Include in the output the line containing "hey could you box the dry" and each subsequent line of the records, through the end, transcribed exactly. Add nothing else.

────────────────────────────────────────

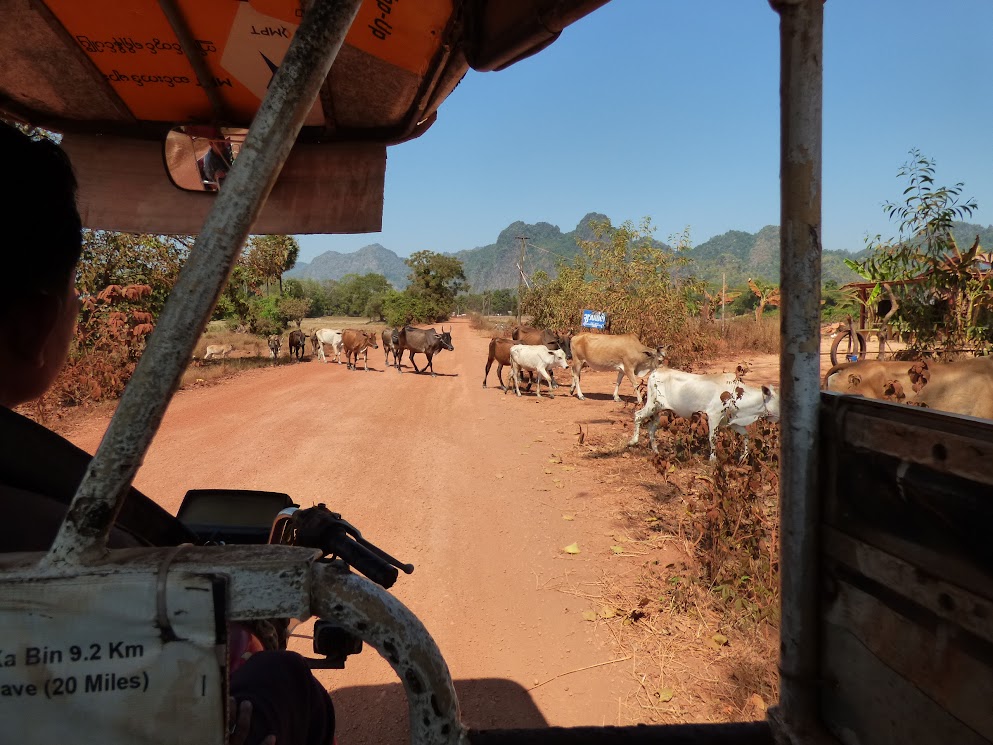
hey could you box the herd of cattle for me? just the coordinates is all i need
[203,325,458,375]
[484,326,781,461]
[485,325,993,460]
[204,321,992,460]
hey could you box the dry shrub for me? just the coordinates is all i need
[653,419,781,630]
[467,311,494,331]
[676,316,779,367]
[41,284,155,412]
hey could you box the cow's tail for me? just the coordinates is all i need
[823,361,857,387]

────────────────────────────────────────

WRITTEN RESPONSE
hey could you box the dry shrub for me? just the coordinates is all i need
[653,419,781,630]
[467,311,494,331]
[676,316,779,367]
[41,284,155,412]
hey could you box the cow's tail for me? just the coordinates is all i need
[823,361,857,387]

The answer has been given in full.